- TASK INSTRUCTIONS:
1. From the essay on ethnocentrism, quote everything from "This is what" down to "experiences and perspective?".
2. Render this sentence from the essay on ethnocentrism in Spanish: "People can hold different values and be equally valuable."

- EXCERPTED TEXT:
_ _ _ _ _
How Ethnocentrism is Lost in the Wanderer’s Heart

wanderer stories

ethnocentrismˌ  ɛθnə(ʊ)ˈsɛntrɪz(ə)m/
noun
evaluation of other cultures according to preconceptions originating in the standards and customs of one’s own culture.

Feelings on race relations are running hot through the blood of many in my social circles lately. I’m speaking from the perspective of an American, watching from afar as my country is a host to polarizing political speech and public protests on the regular.

I deeply desire to engage in the conversation. I ache to be a part of positive societal change back in my homeland.

But what I’m noticing is that bridging the gap between ethnic groups is incredibly difficult when people have never stepped into the life of someone who looks or acts differently than themselves.

I’m consistently told that racism doesn’t exist in 2018. That in a country where “all men are created equal” there is true equality. That it is not the responsibility of one race to look out for the other, but that individual choices determine the direction of one’s life outcomes.

And honestly, I sometimes stutter in disbelief. I don’t know how to respond to people denying their own ethnocentrism.

I have a feeling that those of us who wander have experienced the same frustration. And perhaps we only feel comfortable accepting our own ethnocentrism because we’ve felt it being peeled off layer by layer, stripping us slowly of those things we thought were universal truths.

For the wanderer, universal truths have become lost in the power of individual stories.

We’ve learned that there is more than one method to achieving the same outcome. Across the globe, people are creative and capable and coexist in a number of ways.

People can

look different and

act different and

eat different and

work different and

care different and

drive different and

decorate different and

medicate different and

celebrate different and

IT CAN STILL BE RIGHT.

People can hold different values and be equally valuable.

This is what the wanderer knows. Because we’ve seen it work. And we’ve accepted that our ways are not higher or better, nor are our neighbors’ ways higher or better. People are people and different is just…different.

I suppose we all battle ethnocentrism. It’s a human thing.

But the more we travel, the more we accept difference and the less we lord our ways over others.

As long as our wandering hearts are bound to the Father, He will continue to reveal His love for all of mankind. My prayer for those of us reading today is that we will find poignant ways to share His Truths about our neighbors that honor and protect their inherent worth.

———–

How has travel influenced your understanding of ethnocentrism? How have you wrestled with coming to love new places and people from around the world? How do you engage in conversations where you feel you are alone in your experiences and perspective?

 

Photo by Liam Simpson on Unsplash

2 Comments

  1. David Stembridge February 14, 2018

    I first heard the word in 84, before traveling to Uganda with the first group of students at Covenant College that Henry Krabbendam would bring. There was little that prepared me for the devastation of Idi Amen’s terror reign that I would see and hear about. That word though made me think, again and again. It led me to study anthropology; but moreso to see people without judging them based on my limited and biased opinions. I am so thankful for learning the word before going. Now, I realize it’s my job to continue passing it along. Thanks for the great reminder!

    1. Lauren Pinkston February 18, 2018

      David,
      Thank you so much for sharing this story and your history with this concept and idea…I love how your experiences led you to studying anthropology. What a gift you must be to those you work alongside. Blessings to you!
_ _ _ _ _
- DATASET EXTRACT:
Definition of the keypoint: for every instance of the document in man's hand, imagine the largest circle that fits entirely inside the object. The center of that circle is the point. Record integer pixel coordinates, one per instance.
_ _ _ _ _
- TASK SOLUTIONS:
1.
This is what the wanderer knows. Because we’ve seen it work. And we’ve accepted that our ways are not higher or better, nor are our neighbors’ ways higher or better. People are people and different is just…different.

I suppose we all battle ethnocentrism. It’s a human thing.

But the more we travel, the more we accept difference and the less we lord our ways over others.

As long as our wandering hearts are bound to the Father, He will continue to reveal His love for all of mankind. My prayer for those of us reading today is that we will find poignant ways to share His Truths about our neighbors that honor and protect their inherent worth.

———–

How has travel influenced your understanding of ethnocentrism? How have you wrestled with coming to love new places and people from around the world? How do you engage in conversations where you feel you are alone in your experiences and perspective?

2. Las personas pueden tener valores diferentes y ser igualmente valiosas.